▸ QUESTIONS TO ANSWER
• a. Reproduce verbatim the stretch of the API token documentation from "Creating a Project" through "will apply to.".
• b. Extend the documentation on project tokens and data sources, starting immediately after its final sentence.

▸ TEXT PROVIDED
*****

Reissuing a Project Token
To reissue a token:
- find the desired token in the list;
- click the “Reissue Token” button.
Important: after reissuing a token, all integrations using that token will stop working until the old token is updated and replaced with the new one.
Creating a Project Token
To create a new API token, follow these steps:
- click the “Add” button;
- fill in the required fields:
- “Name” — specify a name for the token that describes its purpose (e.g.,
Token for Prometheus remote write); - “Expiration” — determines how long the token remains valid:
- “Date” — specify a specific date and time until which the token will be valid. After this time, the token becomes invalid;
- “Unlimited” — if no date is specified, the token remains valid until it is deleted;
- “Permissions” — select a combination of access rights matching the required set of permissions. More details about the role model can be found in the corresponding documentation section;
- “Scope” — determines which system entities (Entire System, workspaces, and projects) the token will apply to.
- “Name” — specify a name for the token that describes its purpose (e.g.,
Note on multi-tenant tokens: if the scope of the selected token covers multiple projects, a workspace, or the entire system, the token is classified as multi-tenant. These tokens have the following characteristics:
- they are limited to read-only access to monitoring data from the selected scope;
- they provide access to data from all projects within the specified scope;
- queries using a multi-tenant token are executed across the entire data volume of projects in the selected scope, providing comprehensive access to monitoring information.
Editing a Project Token
To edit an existing token, follow these steps:
- find the desired token in the list;
- click the “Edit” button;
- make the necessary changes:
- change the token name;
- update the expiration date or set one if it was not previously set;
- change the scope or permissions.
Deleting a Project Token
To delete an existing token, follow these steps:
- find the desired token in the list;
- click the “Delete” button.
Important: after deleting a token, all integrations using that token will immediately stop working.
Data Source
In the “Data Source” section, the user can view, create, edit, and delete additional data sources. Data sources allow connecting data from external systems or retrieving data from multiple projects using multi-tenant API tokens. The following systems are currently supported:
- Prometheus;
- Loki;
- Elasticsearch;
- Postgres;
- MySQL.

*****

▸ SUPPLIED INFORMATION

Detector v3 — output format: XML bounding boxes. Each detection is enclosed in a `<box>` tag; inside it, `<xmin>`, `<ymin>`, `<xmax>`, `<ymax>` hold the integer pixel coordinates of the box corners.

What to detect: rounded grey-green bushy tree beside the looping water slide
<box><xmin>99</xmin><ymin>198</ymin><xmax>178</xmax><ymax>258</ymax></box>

*****

▸ TASK-BY-TASK ANSWERS
• a.
Creating a Project Token
To create a new API token, follow these steps:
- click the “Add” button;
- fill in the required fields:
- “Name” — specify a name for the token that describes its purpose (e.g.,
Token for Prometheus remote write); - “Expiration” — determines how long the token remains valid:
- “Date” — specify a specific date and time until which the token will be valid. After this time, the token becomes invalid;
- “Unlimited” — if no date is specified, the token remains valid until it is deleted;
- “Permissions” — select a combination of access rights matching the required set of permissions. More details about the role model can be found in the corresponding documentation section;
- “Scope” — determines which system entities (Entire System, workspaces, and projects) the token will apply to.

• b.
Creating a Data Source
To add a new data source, follow these steps:
-
click the “Add” button;
-
fill in the required fields:
-
“Name” — the data source name. This name will be displayed in the “Data Overview” section and will be available as an available datasource when creating dashboards;
-
“Type” — the data source type from the available list (Prometheus, Loki, Elasticsearch, Postgres, MySQL);
-
“Basic Authorization” — whether basic authorization is required for connecting to the data source;
-
“Username” — the username for authorization (if applicable);
-
“URL” — the URL for connecting to the data source;
-
“Edit
dataJson” — configuration parameters in JSON format. For example, for Prometheus:{ "timeInterval":"30s } -
“Edit
secureJsonData” — security configuration parameters in JSON format. For example, for Prometheus:{ "basicAuthPassword": "password" }
-
-
click the “Add” button to save the new data source.
Deleting a Data Source
To delete an existing data source, follow these steps:
- find the desired data source in the list;
- click the “Delete” button;
- confirm the deletion by following the on-screen instructions.
Editing a Data Source
To edit an existing data source, follow these steps:
- find the desired data source in the list;
- click the “Edit” button;
- make the necessary changes to the fields;
- click the “Save” button.
These features allow the user to effectively manage connections to various external data systems, providing flexibility and convenience when using additional data sources in the Deckhouse Observability Platform interface.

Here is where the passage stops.